* BEGIN Extracted records *
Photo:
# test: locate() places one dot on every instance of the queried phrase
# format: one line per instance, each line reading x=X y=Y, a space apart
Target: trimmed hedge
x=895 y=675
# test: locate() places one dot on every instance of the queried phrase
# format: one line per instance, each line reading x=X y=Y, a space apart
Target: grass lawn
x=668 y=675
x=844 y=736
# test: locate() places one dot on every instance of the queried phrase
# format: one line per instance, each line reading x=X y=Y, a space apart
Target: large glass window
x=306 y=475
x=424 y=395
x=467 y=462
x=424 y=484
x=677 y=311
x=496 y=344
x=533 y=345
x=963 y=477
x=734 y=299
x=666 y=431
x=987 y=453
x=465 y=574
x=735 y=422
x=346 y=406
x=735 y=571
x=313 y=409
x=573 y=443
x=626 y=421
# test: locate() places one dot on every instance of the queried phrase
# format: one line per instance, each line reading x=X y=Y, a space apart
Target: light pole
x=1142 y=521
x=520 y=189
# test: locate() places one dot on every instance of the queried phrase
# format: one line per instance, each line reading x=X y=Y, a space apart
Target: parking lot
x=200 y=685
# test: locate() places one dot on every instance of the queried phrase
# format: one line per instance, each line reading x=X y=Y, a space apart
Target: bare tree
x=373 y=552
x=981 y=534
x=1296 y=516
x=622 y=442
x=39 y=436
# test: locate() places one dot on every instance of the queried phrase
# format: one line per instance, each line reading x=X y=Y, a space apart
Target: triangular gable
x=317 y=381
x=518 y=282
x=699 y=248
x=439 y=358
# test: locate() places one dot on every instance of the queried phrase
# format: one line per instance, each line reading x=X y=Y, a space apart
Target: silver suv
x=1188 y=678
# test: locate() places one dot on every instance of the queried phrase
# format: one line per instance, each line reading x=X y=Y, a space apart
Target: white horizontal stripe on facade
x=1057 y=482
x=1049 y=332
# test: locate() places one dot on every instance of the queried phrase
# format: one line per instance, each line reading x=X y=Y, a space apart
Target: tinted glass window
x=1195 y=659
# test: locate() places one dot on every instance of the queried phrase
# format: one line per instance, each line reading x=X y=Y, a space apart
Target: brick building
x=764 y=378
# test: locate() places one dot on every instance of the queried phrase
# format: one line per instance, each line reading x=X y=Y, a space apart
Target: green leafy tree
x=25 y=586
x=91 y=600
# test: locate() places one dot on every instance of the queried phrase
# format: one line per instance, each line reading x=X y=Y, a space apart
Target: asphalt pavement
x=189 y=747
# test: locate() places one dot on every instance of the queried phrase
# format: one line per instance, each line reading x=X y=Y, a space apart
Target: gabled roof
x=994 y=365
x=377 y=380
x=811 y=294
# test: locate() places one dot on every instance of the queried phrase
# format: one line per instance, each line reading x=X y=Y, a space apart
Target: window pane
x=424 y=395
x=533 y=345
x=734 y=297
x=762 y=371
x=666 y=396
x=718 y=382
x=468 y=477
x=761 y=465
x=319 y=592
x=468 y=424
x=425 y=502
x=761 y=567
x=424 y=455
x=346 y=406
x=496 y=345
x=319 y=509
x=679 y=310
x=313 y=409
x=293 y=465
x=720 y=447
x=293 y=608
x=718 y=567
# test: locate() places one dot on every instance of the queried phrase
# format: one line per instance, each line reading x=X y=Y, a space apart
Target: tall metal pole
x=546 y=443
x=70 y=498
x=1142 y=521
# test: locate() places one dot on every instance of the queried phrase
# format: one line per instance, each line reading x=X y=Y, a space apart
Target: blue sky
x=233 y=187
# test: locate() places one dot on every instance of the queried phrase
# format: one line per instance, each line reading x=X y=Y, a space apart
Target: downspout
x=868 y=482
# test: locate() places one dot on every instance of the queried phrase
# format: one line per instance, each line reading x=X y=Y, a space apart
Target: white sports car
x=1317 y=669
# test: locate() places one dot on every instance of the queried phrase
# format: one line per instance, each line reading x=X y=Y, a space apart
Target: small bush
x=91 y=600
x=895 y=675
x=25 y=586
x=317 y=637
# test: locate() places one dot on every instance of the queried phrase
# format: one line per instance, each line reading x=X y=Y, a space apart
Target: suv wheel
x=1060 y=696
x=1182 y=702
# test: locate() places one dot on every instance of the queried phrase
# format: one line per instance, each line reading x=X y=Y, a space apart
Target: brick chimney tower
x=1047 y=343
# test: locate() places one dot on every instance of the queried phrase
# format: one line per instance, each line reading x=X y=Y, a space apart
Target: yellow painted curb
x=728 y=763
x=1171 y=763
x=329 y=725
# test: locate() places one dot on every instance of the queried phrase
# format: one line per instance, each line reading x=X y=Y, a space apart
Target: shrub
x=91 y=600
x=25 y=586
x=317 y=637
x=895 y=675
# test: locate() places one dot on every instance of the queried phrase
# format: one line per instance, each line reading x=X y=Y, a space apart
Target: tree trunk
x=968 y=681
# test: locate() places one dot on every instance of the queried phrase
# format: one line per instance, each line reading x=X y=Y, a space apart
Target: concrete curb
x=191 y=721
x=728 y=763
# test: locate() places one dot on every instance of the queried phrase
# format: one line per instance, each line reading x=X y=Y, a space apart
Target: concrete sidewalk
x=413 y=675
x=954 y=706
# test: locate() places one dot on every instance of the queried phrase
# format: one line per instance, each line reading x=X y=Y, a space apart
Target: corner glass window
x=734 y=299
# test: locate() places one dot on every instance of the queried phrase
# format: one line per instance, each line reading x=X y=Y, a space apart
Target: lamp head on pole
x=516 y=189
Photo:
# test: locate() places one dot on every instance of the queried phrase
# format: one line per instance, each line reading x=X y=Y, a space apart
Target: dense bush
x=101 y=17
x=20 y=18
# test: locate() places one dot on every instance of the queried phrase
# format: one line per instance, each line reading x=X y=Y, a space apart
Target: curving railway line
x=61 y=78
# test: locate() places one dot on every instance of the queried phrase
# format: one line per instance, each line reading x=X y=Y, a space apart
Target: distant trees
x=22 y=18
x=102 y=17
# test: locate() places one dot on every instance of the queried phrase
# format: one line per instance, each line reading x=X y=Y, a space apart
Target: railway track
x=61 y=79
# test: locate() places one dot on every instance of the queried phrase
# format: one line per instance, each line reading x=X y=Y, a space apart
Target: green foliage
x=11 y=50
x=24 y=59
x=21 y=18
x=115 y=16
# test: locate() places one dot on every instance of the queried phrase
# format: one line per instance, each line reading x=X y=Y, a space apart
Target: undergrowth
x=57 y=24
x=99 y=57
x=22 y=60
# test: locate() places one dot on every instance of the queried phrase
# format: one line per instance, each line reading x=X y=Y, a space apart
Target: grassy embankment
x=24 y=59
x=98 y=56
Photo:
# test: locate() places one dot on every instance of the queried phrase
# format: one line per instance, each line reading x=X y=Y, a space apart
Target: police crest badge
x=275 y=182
* END Extracted records *
§ **Exercise brief**
Rewrite everything from the start of the rows down to the line containing "x=1195 y=659", both ends included, as a Markdown table with the columns No. and Line. Number each line and leave out blank lines.

§ **Problem solution**
| No. | Line |
|---|---|
| 1 | Photo: |
| 2 | # test: locate() places one dot on every instance of the queried phrase |
| 3 | # format: one line per instance, each line reading x=X y=Y, a space apart |
| 4 | Target: trimmed hedge |
| 5 | x=895 y=675 |
| 6 | # test: locate() places one dot on every instance of the queried phrase |
| 7 | # format: one line per instance, each line reading x=X y=Y, a space apart |
| 8 | Target: grass lawn |
| 9 | x=668 y=675 |
| 10 | x=844 y=736 |
| 11 | # test: locate() places one dot on every instance of the queried phrase |
| 12 | # format: one line per instance, each line reading x=X y=Y, a space apart |
| 13 | Target: large glass window |
| 14 | x=306 y=475 |
| 15 | x=424 y=395 |
| 16 | x=467 y=462 |
| 17 | x=424 y=484 |
| 18 | x=677 y=311 |
| 19 | x=496 y=344 |
| 20 | x=533 y=345 |
| 21 | x=963 y=477 |
| 22 | x=734 y=299 |
| 23 | x=666 y=431 |
| 24 | x=987 y=453 |
| 25 | x=465 y=574 |
| 26 | x=735 y=422 |
| 27 | x=346 y=406 |
| 28 | x=735 y=571 |
| 29 | x=313 y=409 |
| 30 | x=573 y=443 |
| 31 | x=626 y=421 |
| 32 | # test: locate() places one dot on every instance of the queried phrase |
| 33 | # format: one line per instance, each line reading x=X y=Y, a space apart |
| 34 | Target: light pole |
| 35 | x=1142 y=521 |
| 36 | x=520 y=189 |
| 37 | # test: locate() places one dot on every instance of the queried phrase |
| 38 | # format: one line per instance, each line reading x=X y=Y, a space apart |
| 39 | Target: parking lot |
| 40 | x=200 y=685 |
| 41 | # test: locate() places one dot on every instance of the queried phrase |
| 42 | # format: one line per instance, each line reading x=X y=Y, a space apart |
| 43 | Target: bare tree |
| 44 | x=373 y=552 |
| 45 | x=981 y=534 |
| 46 | x=1296 y=516 |
| 47 | x=622 y=442 |
| 48 | x=39 y=436 |
| 49 | # test: locate() places one dot on every instance of the queried phrase |
| 50 | # format: one line per instance, each line reading x=X y=Y, a space apart |
| 51 | Target: triangular gable |
| 52 | x=317 y=381 |
| 53 | x=518 y=282 |
| 54 | x=699 y=248 |
| 55 | x=439 y=358 |
| 56 | # test: locate() places one dot on every instance of the queried phrase |
| 57 | # format: one line per instance, each line reading x=X y=Y, a space apart |
| 58 | Target: silver suv |
| 59 | x=1188 y=678 |
| 60 | # test: locate() places one dot on every instance of the queried phrase |
| 61 | # format: one line per instance, each line reading x=X y=Y, a space apart |
| 62 | Target: white horizontal stripe on facade |
| 63 | x=1057 y=482 |
| 64 | x=1049 y=332 |
| 65 | # test: locate() places one dot on every instance of the queried phrase |
| 66 | # format: one line per instance, each line reading x=X y=Y, a space apart |
| 67 | Target: tinted glass window |
| 68 | x=1195 y=659 |